Jeden Dezember zur ungefähr gleichen Zeit laufen auf den einschlägigen Fernsehkanälen die üblichen verdächtigen Vorweihnachtsblockbuster. Bei einigen davon habe ich mich schon immer gefragt, was genau die jetzt eigentlich mit Weihnachten zu tun haben. Zum Beispiel Titanic mit Kate Winslet und Leonardo DiCaprio. Für einen großen Teil des Publikums ist dieser Streifen doch entweder ein tränentreibender Schmachtfetzen, eine nicht enden wollende Fremdschamtortur oder schlicht ein Grund zum Echauffieren, wenn Rose sich am Ende auf der verdammten Tür so breit macht.

- Datensatzeinträge
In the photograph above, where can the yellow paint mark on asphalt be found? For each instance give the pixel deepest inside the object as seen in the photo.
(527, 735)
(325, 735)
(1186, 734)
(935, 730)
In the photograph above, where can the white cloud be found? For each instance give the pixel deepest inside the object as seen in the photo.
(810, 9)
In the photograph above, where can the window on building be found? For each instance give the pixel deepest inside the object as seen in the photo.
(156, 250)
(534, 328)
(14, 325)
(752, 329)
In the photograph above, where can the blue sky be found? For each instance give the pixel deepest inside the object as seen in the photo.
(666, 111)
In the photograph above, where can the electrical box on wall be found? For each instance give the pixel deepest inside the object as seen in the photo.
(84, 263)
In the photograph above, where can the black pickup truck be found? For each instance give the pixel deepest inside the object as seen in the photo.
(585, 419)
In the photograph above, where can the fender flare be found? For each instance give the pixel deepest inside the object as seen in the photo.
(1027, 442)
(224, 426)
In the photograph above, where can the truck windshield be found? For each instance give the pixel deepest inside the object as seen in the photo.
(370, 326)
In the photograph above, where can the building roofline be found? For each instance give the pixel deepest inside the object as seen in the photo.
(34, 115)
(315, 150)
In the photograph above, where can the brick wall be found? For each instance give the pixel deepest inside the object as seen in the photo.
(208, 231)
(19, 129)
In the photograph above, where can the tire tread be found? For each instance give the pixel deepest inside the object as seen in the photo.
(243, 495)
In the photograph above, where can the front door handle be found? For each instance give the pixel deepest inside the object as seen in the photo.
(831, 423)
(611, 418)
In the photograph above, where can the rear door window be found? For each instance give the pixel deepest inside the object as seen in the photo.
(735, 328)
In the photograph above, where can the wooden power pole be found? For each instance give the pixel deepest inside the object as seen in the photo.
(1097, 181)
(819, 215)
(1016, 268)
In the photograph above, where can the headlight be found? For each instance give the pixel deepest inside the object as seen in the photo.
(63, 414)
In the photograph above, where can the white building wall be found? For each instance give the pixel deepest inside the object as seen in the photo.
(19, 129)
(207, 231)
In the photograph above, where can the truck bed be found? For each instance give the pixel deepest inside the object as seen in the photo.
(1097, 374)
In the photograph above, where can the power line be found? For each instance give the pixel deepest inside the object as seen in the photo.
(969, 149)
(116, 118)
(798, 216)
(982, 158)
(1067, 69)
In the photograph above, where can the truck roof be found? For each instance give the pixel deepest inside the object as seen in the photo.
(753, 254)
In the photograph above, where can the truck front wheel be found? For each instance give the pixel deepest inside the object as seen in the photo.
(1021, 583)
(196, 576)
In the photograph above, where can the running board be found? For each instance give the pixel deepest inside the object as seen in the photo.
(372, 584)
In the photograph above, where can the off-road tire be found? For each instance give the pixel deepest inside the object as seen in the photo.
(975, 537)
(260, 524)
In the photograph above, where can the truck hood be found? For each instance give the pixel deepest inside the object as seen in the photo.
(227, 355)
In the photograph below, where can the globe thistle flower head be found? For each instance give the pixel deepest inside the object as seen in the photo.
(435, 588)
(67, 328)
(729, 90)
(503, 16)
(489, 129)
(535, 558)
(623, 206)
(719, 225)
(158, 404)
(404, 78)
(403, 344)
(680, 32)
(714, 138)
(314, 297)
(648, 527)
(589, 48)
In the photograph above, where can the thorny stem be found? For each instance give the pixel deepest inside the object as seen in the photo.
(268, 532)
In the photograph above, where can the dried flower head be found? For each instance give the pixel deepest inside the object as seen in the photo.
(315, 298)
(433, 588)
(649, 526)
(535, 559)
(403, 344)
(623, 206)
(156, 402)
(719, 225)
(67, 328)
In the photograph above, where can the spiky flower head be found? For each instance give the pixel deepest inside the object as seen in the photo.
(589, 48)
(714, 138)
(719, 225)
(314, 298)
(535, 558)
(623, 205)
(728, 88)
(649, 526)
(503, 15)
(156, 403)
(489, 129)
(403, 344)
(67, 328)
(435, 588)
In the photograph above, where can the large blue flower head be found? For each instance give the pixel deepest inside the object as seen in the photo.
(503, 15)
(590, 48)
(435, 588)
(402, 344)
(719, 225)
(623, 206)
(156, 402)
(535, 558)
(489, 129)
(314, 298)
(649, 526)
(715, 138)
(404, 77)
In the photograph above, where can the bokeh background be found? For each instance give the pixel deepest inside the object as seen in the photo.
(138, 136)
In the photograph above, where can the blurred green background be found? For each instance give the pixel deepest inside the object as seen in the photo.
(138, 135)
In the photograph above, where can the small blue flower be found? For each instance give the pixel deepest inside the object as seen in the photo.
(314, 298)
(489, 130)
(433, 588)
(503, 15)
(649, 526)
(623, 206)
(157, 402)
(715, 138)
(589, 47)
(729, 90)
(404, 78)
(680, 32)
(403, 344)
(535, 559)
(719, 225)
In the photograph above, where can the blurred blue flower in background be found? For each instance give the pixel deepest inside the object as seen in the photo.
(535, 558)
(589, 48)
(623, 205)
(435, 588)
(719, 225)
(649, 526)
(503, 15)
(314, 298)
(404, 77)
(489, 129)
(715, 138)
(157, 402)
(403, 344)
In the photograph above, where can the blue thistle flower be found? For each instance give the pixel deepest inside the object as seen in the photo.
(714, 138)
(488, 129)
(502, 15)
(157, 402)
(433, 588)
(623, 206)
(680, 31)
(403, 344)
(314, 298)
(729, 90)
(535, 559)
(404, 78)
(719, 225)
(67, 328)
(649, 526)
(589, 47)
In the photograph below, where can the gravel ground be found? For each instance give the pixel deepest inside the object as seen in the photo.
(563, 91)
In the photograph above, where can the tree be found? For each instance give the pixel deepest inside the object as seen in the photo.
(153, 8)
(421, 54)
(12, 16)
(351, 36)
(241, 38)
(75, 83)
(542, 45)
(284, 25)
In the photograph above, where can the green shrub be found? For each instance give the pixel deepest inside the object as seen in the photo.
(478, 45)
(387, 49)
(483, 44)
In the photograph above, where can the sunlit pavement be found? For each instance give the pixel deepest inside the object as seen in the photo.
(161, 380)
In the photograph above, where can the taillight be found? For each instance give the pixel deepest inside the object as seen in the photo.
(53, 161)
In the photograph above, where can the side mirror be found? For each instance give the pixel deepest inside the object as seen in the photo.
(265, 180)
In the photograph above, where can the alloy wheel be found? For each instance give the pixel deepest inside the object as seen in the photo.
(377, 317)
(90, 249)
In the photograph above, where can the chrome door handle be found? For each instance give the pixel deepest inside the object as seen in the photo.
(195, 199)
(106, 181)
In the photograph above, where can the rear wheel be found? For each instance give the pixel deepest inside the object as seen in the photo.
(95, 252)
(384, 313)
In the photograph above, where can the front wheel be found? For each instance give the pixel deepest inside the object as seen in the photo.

- Auszuführende Aufgabe A
Stimmen die folgenden Aussagen mit dem Textauszug über Weihnachtsfilme im Fernsehen überein? Antworten Sie jeweils mit Ja oder Nein und zitieren Sie die entscheidenden Worte des Textes: (i) Titanic wird als Beispiel genannt. (ii) Die Filme laufen jedes Jahr im November. (iii) Rose macht sich am Ende auf einer Tür breit.
- Auszuführende Aufgabe B
Greifen Sie den Textauszug über Weihnachtsfilme im Fernsehen auf und führen Sie ihn im Anschluss an seinen letzten Satz weiter.
Die Liste wird hierfür nicht benötigt.

- Antwort A
(i) Ja: „Zum Beispiel Titanic mit Kate Winslet und Leonardo DiCaprio.“
(ii) Nein: „Jeden Dezember zur ungefähr gleichen Zeit“
(iii) Ja: „wenn Rose sich am Ende auf der verdammten Tür so breit macht“

- Antwort B
Ein Film bricht Rekorde
Ich werde den Teufel tun und an dieser Stelle über den Inhalt von Titanic urteilen. Sicher steckte in dem Stoff mehr Gehalt, als der Film letztlich transportiert. Aber er verstand sich eben auch von Anfang an als kommerziell ausgerichteter Blockbuster, hat also in dieser Form durchaus seine Existenzberechtigung. Diverse wissenschaftliche Texte über das Epos von James Cameron zeigen, dass der Film trotzdem Anhaltspunkte für tiefgründige Studien bietet. Und nicht zuletzt war Titanic eben ein Riesenerfolg, der einen Rekord nach dem anderen brach.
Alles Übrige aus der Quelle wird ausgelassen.